[Written exercise] Convert the material below, starting at the line that contains "Task: locate the city" and ending at the end of the material, into a Markdown table with the columns Row and Line. Give each line its own numbered row and leave out blank lines.

[Extracted data]

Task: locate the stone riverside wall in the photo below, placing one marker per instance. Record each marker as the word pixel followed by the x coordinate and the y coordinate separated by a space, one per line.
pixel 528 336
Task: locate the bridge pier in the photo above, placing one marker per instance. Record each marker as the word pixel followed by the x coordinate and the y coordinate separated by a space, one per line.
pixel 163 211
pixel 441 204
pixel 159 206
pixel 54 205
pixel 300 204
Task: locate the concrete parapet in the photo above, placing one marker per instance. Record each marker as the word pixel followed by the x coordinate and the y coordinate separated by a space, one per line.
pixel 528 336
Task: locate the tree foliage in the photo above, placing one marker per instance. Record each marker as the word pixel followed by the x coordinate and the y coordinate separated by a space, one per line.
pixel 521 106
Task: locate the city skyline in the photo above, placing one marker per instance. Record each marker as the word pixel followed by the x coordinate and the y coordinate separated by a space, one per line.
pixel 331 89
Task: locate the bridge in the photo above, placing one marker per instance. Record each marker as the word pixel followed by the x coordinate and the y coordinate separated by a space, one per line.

[Correct output]
| Row | Line |
|---|---|
| 1 | Task: locate the city skyline in the photo above, placing one marker per instance. Record each marker as the word pixel followed by the x coordinate and the y coordinate separated by a space, one per line. |
| 2 | pixel 331 89 |
| 3 | Task: locate the bridge in the photo above, placing one marker per instance. Record each marker as the word pixel followed by the x coordinate and the y coordinate separated by a space, one per line. |